Aangeleverde tekst:
______

Onderzoek laat zien dat sinds de jaren tachtig we nu juist langer blijven bij dezelfde werkgever. Doordat er meer supersterbedrijven zijn met marktmacht is er minder aanbod van andere banen. Als mensen langer blijven zitten in dezelfde baan dan hebben toetreders ook minder kans op een baan en promoveren mensen minder snel naar een hogere plek in de organisatie.
8 Rijke voorstadbewoner, arme voorstadbewoner
De voorsteden laat de grote ongelijkheid zien. De mensen die rijk genoeg zijn trekken uit de stad weg omdat ze een rustige omgeving voor hun gezin zoeken, met meer ruimte en meer groen. Deze voorsteden worden steeds duurder en verdrijven de oorspronkelijke bewoners.
De mensen die te weinig geld hebben om in de stad te wonen trekken naar de armoedige voorsteden. De plekken waar de huizen en omgeving zo slecht zijn dat ze het nog net kunnen betalen.
Mensen trekken weg uit de stad en hoeveel ze verdienen bepaalt naar welke voorstad ze vertrekken.

______

Werkinstructies:
Schrijf de tekst hierboven over voorsteden en ongelijkheid verder, aansluitend op de laatste zin.

______

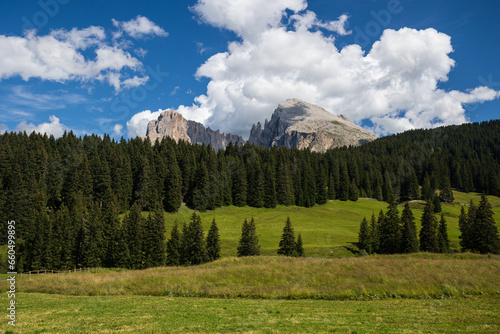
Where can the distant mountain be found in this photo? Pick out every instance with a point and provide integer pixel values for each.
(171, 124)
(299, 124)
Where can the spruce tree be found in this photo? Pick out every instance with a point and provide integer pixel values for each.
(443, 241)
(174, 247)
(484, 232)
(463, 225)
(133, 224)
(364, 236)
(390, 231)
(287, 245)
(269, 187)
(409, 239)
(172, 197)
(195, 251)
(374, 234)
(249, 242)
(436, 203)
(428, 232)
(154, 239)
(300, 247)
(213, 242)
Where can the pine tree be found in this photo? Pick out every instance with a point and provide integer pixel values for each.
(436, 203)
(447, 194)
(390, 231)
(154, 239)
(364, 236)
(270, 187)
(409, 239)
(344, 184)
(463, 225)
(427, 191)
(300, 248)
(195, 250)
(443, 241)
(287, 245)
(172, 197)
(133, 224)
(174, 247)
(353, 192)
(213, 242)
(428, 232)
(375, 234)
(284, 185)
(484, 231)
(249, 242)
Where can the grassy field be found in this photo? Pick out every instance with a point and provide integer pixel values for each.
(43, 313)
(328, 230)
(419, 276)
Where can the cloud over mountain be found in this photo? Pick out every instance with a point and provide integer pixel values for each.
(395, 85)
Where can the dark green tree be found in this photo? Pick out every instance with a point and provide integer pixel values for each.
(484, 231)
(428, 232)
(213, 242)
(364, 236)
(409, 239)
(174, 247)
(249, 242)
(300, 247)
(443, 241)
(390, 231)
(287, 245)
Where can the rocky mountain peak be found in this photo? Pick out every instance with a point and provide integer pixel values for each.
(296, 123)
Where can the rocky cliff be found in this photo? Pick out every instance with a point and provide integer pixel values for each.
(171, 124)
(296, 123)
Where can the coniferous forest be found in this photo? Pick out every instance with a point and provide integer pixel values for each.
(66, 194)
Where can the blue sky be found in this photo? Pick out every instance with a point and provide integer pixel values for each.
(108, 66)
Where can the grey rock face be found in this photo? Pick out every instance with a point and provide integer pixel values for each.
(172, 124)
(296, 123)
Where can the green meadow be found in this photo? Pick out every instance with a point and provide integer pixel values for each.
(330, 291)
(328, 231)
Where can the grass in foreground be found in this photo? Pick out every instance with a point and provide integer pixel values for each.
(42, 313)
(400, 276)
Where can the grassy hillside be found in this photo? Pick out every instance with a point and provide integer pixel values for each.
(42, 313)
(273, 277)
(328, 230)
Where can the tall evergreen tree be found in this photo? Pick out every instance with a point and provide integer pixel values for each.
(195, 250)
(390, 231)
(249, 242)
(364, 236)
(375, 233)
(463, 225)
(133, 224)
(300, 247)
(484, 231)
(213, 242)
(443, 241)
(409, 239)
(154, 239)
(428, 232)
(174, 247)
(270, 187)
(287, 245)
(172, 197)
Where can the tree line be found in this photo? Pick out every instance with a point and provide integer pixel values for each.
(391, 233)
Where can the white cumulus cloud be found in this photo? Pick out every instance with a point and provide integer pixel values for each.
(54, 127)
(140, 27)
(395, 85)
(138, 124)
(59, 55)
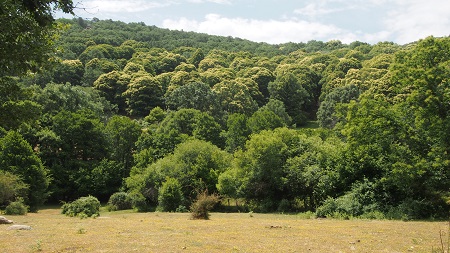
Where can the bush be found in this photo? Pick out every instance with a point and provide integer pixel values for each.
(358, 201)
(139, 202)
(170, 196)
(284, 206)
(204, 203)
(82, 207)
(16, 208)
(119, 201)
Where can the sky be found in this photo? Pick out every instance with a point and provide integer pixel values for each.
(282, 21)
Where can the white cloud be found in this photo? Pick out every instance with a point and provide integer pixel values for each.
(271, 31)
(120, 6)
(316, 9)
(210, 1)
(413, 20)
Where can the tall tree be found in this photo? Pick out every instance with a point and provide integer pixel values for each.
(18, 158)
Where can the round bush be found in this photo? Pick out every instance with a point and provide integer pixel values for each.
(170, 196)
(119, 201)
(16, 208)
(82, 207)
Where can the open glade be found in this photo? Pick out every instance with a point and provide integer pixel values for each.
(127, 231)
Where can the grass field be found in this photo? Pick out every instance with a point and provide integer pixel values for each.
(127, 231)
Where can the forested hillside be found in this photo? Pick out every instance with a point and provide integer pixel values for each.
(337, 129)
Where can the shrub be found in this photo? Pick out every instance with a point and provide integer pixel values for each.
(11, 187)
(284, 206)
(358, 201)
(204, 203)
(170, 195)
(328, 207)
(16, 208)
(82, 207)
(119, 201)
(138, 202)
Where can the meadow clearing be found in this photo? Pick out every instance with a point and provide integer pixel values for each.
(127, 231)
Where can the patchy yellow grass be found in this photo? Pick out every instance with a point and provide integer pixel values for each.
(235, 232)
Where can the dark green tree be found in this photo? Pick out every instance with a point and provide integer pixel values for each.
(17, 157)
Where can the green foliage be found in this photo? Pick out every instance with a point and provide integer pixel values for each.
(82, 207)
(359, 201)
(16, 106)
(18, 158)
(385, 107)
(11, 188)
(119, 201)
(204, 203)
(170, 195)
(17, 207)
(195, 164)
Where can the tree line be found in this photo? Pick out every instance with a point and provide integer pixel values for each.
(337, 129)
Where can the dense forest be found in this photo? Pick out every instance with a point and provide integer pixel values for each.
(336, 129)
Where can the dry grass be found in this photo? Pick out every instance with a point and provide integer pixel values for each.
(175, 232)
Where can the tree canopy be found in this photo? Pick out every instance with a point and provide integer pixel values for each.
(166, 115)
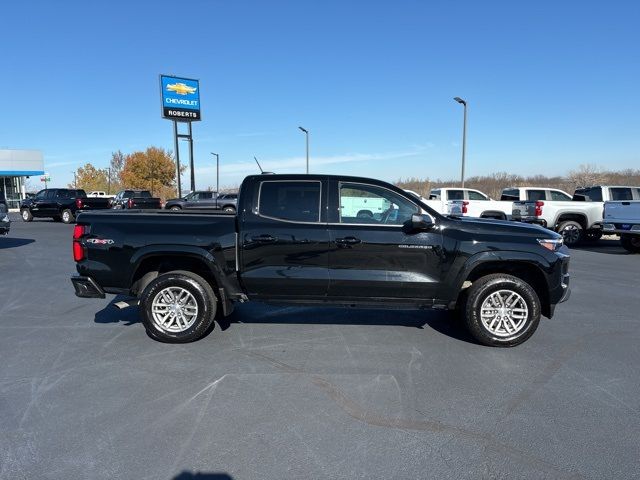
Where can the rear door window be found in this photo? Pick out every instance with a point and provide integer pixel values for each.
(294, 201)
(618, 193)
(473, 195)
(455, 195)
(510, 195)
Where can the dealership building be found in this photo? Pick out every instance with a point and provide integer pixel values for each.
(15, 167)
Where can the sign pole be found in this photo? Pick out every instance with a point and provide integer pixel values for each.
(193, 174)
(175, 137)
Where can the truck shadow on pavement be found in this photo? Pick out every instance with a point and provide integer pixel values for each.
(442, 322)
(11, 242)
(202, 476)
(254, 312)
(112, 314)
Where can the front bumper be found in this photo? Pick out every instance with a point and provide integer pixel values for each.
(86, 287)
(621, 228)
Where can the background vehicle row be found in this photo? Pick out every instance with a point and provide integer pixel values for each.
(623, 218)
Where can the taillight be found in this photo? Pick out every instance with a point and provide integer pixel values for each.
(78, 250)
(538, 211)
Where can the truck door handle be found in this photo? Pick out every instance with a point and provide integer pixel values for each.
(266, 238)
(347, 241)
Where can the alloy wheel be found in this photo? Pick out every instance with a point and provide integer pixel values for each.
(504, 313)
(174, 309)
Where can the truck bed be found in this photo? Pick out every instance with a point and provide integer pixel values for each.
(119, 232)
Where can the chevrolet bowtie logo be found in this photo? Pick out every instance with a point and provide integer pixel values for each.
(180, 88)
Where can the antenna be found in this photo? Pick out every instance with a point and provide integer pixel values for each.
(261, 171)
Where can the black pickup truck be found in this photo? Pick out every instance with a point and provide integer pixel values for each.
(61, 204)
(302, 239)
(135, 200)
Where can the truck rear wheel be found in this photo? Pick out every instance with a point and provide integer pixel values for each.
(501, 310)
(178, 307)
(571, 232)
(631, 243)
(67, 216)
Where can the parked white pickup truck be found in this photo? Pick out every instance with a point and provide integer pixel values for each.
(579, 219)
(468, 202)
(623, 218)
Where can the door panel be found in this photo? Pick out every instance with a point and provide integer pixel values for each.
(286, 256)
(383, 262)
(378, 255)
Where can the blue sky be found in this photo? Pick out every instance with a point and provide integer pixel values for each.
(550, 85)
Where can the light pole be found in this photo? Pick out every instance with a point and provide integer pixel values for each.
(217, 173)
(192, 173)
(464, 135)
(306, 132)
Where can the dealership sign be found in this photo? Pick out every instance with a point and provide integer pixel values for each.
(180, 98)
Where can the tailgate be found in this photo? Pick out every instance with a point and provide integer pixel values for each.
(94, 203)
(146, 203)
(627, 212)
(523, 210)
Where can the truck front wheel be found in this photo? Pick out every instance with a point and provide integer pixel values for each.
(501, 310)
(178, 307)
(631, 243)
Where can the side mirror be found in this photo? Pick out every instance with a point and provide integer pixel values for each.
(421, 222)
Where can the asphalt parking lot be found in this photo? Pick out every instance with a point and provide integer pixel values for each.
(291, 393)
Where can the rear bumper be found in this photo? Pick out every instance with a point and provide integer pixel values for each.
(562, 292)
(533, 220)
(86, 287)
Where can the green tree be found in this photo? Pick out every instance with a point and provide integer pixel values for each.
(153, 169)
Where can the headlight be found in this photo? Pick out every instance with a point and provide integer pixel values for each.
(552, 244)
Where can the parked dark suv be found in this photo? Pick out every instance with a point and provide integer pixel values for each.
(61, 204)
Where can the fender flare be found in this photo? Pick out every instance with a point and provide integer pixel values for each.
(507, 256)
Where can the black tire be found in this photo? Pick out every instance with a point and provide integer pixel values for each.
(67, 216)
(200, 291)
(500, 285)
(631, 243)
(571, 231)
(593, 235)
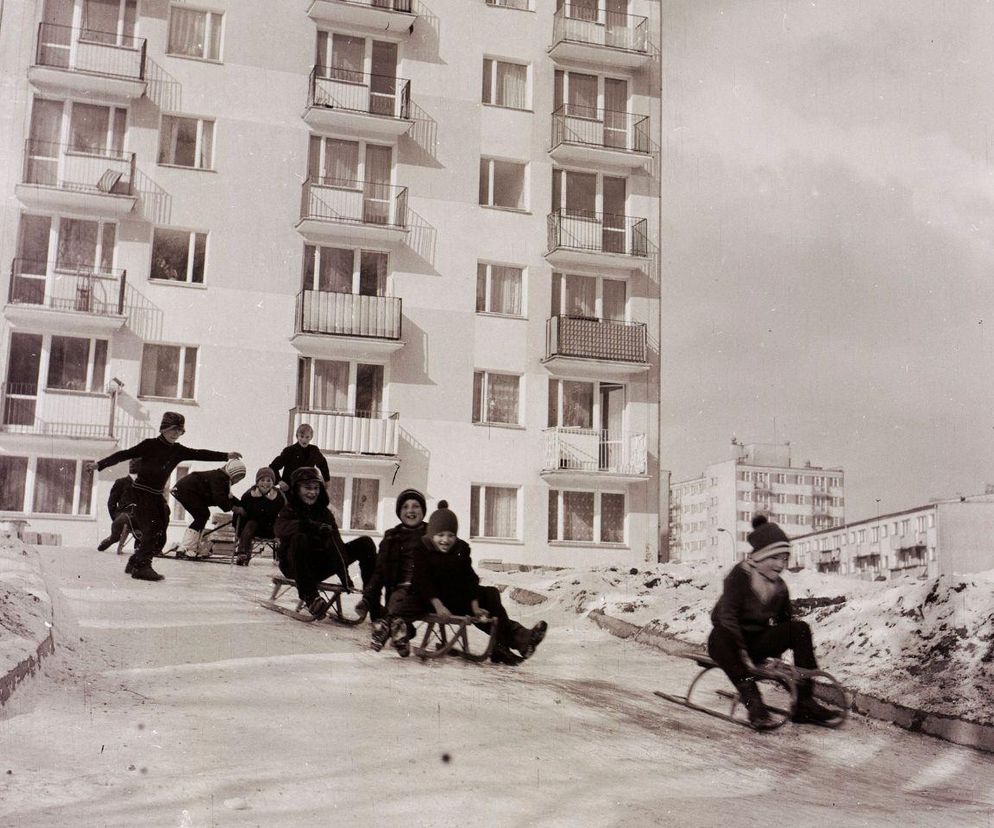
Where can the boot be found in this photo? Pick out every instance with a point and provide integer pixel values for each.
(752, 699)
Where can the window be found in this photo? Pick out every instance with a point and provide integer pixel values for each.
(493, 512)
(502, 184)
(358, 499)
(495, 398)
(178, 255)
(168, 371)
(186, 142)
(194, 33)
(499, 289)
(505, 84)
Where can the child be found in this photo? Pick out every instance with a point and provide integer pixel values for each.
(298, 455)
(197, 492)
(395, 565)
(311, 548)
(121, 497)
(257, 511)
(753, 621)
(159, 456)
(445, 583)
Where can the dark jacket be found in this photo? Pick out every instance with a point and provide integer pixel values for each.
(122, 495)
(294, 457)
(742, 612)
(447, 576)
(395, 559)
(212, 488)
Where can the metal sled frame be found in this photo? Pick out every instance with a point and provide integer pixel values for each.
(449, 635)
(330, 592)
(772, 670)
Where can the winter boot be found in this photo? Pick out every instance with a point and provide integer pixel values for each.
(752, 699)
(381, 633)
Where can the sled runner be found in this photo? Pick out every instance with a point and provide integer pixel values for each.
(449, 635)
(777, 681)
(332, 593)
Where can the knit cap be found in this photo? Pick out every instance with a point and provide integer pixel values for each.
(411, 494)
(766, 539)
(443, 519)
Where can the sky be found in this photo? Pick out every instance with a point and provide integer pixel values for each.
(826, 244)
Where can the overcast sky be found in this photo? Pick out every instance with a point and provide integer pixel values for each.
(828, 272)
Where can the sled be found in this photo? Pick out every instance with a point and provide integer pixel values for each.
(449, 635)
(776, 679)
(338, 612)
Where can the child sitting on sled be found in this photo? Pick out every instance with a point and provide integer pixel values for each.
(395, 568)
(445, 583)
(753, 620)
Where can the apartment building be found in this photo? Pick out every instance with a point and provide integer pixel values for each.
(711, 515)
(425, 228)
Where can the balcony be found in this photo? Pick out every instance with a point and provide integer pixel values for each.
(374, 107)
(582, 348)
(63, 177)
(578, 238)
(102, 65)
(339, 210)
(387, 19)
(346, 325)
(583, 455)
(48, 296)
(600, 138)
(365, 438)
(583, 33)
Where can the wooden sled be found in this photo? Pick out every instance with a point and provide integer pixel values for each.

______

Eindantwoord:
De toekomst van werk en het zoeken naar oplossingen
Redenen genoeg om optimistisch te zijn
Dit hoofdstuk roept de meeste vragen bij Tom en mij op, bij de aannames en stellingen die Jan hier doet. Zo stelt hij dat op de lange duur de technologische verandering de enige drijfkracht is achter vooruitgang, waardoor mensen er beter aan toe zijn. Terwijl er voldoende bewijs is dat het welzijn afneemt in het Westen, zie bijvoorbeeld het boek van Kees Klomp De betekeniseconomie. In de eerdere hoofdstukken beschrijft Jan dat de technologische vooruitgang vooral de supersterbedrijven meer marktmacht heeft gegeven en de medewerkers daar niet van profiteren.
Hier noemt hij ook dat steeds minder boeren meer produceren en minder zwaar werk hoeven te doen. Kijk je wat beter naar de boeren dan zie je dat de marges klein zijn en vooral de grote marktmachten rondom de boer veel verdienen, denk aan ForFarmers, Van Drie, de Rabobank. Hoe boeren ervoor gezorgd hebben dat de biodiversiteit steeds verder afneemt door opschalen en focus.
Interessant in dit hoofdstuk vond ik ‘Lump of labour’ – er is geen vaste hoeveelheid arbeid. Er wordt vaak een angstbeeld geschetst dat technologische vooruitgang banen kost. De arbeidsmarkt past zich aan naar de omstandigheden. Bij groei en vooruitgang hebben we juist meer mensen nodig. Sommige banen komen te vervallen met technologische vooruitgang, maar nieuwe banen ontstaan.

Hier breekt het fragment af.